Data for processing:

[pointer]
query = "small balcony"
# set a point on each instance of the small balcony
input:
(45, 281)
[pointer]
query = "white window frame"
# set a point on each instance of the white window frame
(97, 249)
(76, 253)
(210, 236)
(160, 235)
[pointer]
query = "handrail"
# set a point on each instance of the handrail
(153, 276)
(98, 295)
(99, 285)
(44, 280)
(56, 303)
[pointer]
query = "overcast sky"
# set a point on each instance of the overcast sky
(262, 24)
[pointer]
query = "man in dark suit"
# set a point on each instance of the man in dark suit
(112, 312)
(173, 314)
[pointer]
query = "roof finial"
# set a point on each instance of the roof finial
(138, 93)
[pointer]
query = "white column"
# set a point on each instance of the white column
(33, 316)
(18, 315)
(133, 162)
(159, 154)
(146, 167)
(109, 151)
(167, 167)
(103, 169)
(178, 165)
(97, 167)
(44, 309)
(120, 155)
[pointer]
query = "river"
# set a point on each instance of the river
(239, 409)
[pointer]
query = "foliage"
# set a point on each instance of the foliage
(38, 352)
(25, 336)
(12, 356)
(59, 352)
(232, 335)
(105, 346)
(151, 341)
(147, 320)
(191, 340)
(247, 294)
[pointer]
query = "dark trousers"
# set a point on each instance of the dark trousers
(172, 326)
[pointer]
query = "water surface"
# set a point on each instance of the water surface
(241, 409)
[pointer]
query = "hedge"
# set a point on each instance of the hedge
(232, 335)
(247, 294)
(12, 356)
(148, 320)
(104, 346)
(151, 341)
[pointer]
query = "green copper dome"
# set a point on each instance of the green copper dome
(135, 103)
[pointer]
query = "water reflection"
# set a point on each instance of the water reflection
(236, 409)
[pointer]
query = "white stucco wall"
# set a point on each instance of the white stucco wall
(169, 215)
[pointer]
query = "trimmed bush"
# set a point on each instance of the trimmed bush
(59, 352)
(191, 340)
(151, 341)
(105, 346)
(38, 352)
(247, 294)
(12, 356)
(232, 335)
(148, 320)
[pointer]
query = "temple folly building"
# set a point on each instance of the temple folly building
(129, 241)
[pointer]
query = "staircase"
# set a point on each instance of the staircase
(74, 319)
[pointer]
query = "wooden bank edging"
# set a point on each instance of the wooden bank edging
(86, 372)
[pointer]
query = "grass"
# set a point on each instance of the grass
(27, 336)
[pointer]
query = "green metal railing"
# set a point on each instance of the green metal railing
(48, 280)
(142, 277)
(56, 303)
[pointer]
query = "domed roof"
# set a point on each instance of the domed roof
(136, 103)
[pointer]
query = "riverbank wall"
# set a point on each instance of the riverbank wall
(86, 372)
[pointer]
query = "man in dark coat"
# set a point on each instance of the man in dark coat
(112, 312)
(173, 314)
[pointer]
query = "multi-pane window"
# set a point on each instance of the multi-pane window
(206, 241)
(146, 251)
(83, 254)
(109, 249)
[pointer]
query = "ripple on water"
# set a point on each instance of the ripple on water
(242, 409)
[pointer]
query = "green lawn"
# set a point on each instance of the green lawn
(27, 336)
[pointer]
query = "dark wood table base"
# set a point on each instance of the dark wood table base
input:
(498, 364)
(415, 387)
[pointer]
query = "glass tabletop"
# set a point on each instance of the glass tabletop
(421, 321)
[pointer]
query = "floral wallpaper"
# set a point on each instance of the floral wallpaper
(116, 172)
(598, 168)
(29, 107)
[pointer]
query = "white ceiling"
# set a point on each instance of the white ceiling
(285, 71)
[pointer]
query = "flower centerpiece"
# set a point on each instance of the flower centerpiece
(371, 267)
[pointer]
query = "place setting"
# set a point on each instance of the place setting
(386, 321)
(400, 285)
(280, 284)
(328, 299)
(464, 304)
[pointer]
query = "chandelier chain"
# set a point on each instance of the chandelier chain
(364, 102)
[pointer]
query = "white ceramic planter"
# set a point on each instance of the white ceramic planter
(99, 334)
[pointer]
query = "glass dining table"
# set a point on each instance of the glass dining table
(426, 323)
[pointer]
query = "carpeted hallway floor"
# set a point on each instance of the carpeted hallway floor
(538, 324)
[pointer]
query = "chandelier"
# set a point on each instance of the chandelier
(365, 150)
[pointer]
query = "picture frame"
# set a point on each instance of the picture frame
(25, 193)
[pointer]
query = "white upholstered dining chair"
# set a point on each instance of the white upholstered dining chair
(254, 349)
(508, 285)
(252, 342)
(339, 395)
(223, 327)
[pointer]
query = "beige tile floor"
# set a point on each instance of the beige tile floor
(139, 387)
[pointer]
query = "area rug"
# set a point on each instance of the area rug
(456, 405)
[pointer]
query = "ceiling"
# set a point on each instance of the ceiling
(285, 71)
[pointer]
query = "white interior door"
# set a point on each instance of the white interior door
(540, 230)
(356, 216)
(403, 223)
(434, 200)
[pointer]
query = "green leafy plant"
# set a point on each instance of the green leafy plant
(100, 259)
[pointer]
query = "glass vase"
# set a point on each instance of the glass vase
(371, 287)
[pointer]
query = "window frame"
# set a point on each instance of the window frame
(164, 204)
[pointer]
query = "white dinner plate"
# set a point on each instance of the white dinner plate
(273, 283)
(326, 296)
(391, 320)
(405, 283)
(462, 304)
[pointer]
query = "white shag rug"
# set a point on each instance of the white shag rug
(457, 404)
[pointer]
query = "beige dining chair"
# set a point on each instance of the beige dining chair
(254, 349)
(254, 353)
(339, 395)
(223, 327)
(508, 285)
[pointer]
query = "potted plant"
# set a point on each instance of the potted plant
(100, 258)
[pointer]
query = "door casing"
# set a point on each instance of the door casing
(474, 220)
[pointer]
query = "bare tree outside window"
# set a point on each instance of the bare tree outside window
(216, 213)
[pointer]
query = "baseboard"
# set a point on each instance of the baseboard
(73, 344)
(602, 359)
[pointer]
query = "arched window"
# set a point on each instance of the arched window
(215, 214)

Directions:
Report only the number of lines, among the records above, that contain the word "small".

Task solution:
2